- PROBLEM 1 -
Please reproduce the rows from the line containing "Identify the wooden railing" down to the line containing "pixel 225 385", swapping "instance" for "occurrence" and changing nothing else.

- DOCUMENT SEGMENT -

┄┄┄┄┄┄┄┄┄┄

# Notebook 05: Statistical Validation
**Project:** Synthetic Sleep Environment Dataset Generator  
**Authors:** Rushav Dash & Lisa Li  
**Course:** TECHIN 513 — Signal Processing & Machine Learning  
**University:** University of Washington  
**Date:** 2026-02-19

## Table of Contents
1. [Setup & Load Data](#section-1)
2. [Tier 1: Statistical Tests (KS-tests)](#section-2)
3. [Tier 2: ML Cross-Dataset Validation](#section-3)
4. [Tier 3: Sleep Science Sanity Checks](#section-4)
5. [Overall Validation Summary](#section-5)
6. [Distribution Visualizations](#section-6)

---
## 1. Setup & Load Data <a id='section-1'></a>

Load the generated synthetic dataset and the real reference datasets needed for comparison.

In [None]:
import sys, os
PROJECT_ROOT = os.path.abspath(os.path.join(os.getcwd(), '..'))

┄┄┄┄┄┄┄┄┄┄

- PROBLEM 2 -
According to the setup section of the statistical validation notebook, why are the real reference datasets loaded along with the synthetic one?

┄┄┄┄┄┄┄┄┄┄

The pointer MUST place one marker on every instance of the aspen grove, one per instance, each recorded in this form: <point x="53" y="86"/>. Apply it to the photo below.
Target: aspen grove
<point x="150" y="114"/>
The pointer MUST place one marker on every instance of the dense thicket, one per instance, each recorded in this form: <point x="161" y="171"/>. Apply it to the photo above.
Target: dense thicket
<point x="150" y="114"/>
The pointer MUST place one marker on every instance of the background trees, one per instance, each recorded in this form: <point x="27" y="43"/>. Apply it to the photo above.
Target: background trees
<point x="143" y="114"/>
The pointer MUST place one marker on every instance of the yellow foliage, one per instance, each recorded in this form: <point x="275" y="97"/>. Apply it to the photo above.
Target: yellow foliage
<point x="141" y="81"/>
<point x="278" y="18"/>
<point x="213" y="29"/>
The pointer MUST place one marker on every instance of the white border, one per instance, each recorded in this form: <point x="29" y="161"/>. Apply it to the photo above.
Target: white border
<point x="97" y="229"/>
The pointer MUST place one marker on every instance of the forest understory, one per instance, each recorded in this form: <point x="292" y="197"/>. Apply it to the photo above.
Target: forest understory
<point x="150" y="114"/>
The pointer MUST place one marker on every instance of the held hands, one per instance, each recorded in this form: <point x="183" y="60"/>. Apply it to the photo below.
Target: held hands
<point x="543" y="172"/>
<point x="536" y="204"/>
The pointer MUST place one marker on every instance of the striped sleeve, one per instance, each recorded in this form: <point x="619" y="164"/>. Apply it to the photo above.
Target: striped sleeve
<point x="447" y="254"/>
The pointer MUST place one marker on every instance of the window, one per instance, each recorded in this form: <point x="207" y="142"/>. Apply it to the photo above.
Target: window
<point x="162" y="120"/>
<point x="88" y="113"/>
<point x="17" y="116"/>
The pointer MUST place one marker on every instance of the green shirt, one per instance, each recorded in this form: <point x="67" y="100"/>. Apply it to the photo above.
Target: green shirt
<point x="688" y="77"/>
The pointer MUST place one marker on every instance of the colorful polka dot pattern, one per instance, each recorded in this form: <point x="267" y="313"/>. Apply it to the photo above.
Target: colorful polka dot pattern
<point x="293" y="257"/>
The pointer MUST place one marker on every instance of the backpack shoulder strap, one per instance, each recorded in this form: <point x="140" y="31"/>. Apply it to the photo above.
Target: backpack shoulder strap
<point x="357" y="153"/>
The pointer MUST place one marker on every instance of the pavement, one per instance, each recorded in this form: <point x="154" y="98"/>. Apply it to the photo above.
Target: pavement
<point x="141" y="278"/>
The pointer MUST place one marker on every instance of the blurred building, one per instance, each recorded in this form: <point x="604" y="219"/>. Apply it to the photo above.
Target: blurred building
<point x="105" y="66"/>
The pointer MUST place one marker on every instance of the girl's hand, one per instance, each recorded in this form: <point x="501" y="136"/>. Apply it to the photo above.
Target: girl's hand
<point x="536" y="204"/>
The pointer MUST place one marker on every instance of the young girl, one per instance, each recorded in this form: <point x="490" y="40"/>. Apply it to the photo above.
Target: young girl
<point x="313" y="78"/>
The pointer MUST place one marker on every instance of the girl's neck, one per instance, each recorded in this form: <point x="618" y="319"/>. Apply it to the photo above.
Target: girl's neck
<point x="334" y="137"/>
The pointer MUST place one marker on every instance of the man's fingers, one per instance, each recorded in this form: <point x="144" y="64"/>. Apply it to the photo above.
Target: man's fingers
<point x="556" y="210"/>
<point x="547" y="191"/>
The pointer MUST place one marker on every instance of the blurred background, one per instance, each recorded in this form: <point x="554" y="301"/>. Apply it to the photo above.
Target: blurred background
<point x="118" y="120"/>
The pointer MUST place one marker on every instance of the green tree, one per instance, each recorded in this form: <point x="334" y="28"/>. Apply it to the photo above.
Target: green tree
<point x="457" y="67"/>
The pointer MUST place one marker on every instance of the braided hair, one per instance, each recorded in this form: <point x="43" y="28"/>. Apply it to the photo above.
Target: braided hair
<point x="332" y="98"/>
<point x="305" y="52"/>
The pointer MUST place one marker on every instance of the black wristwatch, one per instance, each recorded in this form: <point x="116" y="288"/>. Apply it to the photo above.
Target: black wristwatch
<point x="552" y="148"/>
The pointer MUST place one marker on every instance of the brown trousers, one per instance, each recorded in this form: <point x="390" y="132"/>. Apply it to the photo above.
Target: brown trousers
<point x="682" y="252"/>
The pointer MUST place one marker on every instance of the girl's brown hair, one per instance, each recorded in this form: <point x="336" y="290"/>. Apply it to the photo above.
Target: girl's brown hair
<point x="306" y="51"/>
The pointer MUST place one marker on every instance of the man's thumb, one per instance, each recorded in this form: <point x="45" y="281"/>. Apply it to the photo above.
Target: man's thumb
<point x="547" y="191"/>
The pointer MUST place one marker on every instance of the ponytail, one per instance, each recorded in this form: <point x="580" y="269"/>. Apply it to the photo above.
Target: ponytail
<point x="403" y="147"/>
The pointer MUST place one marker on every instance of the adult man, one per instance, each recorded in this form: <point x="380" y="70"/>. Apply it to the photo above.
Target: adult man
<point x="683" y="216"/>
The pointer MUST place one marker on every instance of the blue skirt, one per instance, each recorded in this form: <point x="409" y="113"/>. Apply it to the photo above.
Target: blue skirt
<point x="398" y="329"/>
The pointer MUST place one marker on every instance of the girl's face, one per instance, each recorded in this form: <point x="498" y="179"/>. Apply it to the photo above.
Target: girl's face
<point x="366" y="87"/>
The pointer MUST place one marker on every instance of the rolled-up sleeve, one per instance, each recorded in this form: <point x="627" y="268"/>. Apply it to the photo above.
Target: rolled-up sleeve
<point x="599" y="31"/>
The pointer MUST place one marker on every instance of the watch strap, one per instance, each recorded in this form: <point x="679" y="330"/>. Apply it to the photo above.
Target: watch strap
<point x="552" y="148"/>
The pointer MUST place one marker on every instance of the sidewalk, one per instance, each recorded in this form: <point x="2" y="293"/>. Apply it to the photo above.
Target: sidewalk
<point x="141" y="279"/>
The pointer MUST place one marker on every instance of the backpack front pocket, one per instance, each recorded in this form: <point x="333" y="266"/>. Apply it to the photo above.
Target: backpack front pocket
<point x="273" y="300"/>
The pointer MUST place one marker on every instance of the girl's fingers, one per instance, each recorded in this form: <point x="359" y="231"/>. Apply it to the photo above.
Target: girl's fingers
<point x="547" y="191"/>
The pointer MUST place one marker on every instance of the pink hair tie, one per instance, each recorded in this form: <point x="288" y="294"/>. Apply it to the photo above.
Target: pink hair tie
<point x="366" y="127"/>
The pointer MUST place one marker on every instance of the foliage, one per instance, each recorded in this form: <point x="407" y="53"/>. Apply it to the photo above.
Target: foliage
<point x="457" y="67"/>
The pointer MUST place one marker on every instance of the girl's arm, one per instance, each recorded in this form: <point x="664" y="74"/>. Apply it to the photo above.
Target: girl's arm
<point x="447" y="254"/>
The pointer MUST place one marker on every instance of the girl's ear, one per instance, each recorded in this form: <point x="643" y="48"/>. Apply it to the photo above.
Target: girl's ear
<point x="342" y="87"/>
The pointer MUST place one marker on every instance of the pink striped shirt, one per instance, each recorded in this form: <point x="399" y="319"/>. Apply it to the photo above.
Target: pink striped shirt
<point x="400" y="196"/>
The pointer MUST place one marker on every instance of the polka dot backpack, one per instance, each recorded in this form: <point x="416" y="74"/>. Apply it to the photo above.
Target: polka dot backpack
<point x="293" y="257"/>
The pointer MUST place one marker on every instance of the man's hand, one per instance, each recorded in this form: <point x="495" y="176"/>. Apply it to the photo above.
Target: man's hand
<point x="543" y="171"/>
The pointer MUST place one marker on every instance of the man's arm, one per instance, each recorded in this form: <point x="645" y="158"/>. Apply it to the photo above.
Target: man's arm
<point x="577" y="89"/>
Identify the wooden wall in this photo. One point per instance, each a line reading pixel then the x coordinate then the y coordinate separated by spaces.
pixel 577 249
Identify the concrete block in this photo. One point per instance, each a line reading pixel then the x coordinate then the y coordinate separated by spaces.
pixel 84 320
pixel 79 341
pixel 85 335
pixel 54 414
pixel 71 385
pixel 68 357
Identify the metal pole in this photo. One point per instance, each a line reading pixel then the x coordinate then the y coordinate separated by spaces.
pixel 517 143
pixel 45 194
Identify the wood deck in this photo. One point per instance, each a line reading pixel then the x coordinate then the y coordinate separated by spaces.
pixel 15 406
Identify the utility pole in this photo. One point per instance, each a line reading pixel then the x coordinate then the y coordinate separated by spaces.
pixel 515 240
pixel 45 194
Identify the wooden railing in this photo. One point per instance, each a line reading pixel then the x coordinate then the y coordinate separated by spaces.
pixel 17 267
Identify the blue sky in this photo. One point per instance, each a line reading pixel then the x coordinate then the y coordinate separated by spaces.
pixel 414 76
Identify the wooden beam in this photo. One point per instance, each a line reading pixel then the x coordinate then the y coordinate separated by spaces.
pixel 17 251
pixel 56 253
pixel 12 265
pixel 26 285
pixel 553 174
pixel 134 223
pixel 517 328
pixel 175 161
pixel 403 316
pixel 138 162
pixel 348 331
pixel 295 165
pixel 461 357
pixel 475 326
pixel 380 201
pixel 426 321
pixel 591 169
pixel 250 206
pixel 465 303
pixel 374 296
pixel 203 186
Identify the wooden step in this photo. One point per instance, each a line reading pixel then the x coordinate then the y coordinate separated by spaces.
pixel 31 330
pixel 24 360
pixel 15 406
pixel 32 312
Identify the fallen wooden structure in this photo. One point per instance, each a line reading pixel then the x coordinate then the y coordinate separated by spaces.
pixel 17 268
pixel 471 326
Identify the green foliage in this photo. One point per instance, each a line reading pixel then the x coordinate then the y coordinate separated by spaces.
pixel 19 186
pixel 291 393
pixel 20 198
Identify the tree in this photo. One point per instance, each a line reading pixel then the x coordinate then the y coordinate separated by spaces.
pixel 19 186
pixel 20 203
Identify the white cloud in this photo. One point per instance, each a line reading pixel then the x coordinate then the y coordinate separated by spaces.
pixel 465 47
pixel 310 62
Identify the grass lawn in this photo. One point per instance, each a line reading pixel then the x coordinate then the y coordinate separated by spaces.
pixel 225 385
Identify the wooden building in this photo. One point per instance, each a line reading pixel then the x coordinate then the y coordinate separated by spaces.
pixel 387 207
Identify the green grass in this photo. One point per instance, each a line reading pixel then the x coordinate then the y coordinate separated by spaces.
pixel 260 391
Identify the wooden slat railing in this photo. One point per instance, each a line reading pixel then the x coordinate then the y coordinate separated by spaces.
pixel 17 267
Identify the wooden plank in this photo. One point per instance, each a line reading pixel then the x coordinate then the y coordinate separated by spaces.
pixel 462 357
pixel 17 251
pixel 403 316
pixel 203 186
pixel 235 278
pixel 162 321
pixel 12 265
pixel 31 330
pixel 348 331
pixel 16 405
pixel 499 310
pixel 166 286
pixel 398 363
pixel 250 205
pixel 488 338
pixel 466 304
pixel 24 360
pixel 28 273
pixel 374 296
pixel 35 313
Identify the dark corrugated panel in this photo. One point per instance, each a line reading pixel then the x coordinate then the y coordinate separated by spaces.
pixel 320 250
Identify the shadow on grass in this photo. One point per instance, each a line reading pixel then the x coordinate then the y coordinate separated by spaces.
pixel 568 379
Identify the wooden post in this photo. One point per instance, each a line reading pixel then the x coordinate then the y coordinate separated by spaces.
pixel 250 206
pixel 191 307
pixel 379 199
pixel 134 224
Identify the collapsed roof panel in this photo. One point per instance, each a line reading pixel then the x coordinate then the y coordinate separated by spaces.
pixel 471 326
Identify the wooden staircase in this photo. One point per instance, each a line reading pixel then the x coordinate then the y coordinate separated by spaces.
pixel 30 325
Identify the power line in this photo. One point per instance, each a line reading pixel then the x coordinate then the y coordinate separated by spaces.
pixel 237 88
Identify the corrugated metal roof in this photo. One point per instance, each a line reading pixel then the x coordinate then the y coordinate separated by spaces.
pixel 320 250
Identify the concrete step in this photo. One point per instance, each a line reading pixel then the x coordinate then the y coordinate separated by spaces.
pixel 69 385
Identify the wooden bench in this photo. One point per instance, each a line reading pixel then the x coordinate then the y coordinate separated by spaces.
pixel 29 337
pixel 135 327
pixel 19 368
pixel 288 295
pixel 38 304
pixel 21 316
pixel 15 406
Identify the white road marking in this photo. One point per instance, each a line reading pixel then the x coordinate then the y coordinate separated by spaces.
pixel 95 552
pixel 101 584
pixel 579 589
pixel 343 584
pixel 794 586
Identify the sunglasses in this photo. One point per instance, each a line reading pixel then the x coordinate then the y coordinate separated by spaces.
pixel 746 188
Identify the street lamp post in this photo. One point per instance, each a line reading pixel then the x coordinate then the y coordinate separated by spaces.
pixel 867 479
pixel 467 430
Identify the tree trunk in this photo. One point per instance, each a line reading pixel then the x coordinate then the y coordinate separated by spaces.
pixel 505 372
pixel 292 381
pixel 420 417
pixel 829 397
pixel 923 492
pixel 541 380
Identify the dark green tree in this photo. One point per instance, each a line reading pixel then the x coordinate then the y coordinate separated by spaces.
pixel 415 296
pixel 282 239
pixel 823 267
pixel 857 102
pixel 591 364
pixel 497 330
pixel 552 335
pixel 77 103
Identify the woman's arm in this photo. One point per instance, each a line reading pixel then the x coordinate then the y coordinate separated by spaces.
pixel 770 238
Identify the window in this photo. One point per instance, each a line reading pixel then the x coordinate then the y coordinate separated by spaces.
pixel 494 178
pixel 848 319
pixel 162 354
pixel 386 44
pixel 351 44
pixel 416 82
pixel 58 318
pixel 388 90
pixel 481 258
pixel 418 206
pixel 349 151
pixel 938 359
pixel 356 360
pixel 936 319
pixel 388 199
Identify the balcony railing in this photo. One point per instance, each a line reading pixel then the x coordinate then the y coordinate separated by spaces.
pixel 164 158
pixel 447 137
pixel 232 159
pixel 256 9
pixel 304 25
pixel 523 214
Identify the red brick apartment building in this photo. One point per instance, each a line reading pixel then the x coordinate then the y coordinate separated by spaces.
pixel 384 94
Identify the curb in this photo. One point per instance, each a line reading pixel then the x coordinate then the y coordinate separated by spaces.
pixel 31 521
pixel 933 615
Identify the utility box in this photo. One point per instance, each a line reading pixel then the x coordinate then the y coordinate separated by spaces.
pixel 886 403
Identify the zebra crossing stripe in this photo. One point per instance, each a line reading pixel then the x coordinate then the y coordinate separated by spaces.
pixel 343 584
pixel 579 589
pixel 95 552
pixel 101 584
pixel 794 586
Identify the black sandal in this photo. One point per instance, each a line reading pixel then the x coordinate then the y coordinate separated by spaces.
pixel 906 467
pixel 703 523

┄┄┄┄┄┄┄┄┄┄

- WRITTEN RESPONSE 1 -
Identify the wooden railing in this photo. One point per occurrence, each a line reading pixel then the x coordinate then the y coordinate separated by spaces.
pixel 17 267
Identify the blue sky in this photo. One point per occurrence, each a line reading pixel then the x coordinate then the y coordinate separated by spaces.
pixel 414 76
Identify the wooden beam in this photo. One point per occurrence, each a line reading pixel then the x coordinate then the y coordinate separated by spaces.
pixel 17 251
pixel 56 253
pixel 12 265
pixel 26 285
pixel 553 174
pixel 134 223
pixel 517 328
pixel 175 161
pixel 403 316
pixel 138 162
pixel 348 331
pixel 295 165
pixel 461 357
pixel 475 326
pixel 380 201
pixel 426 321
pixel 591 169
pixel 250 206
pixel 465 303
pixel 374 296
pixel 203 186
Identify the wooden step in this photo. One point per occurrence, each a line reading pixel then the x coordinate then the y coordinate separated by spaces.
pixel 31 330
pixel 24 360
pixel 15 406
pixel 32 312
Identify the fallen wooden structure in this photo. One point per occurrence, each a line reading pixel then the x coordinate then the y coordinate separated by spaces.
pixel 17 268
pixel 471 326
Identify the green foliage in this photo. One point per occurrence, each a line reading pixel then the x coordinate then the y coordinate separated by spaces.
pixel 19 186
pixel 291 393
pixel 20 198
Identify the tree in this photo. One point per occurrence, each a line reading pixel then the x coordinate then the y coordinate separated by spaces.
pixel 19 186
pixel 20 203
Identify the white cloud in this photo. One point per occurrence, each a line reading pixel then the x coordinate then the y coordinate separated by spaces.
pixel 465 47
pixel 310 62
Identify the grass lawn in this photo. One point per occurrence, each a line reading pixel then the x coordinate then the y coordinate separated by spaces.
pixel 225 385

- WRITTEN RESPONSE 2 -
The real reference datasets are loaded because they are needed for comparison with the generated synthetic dataset.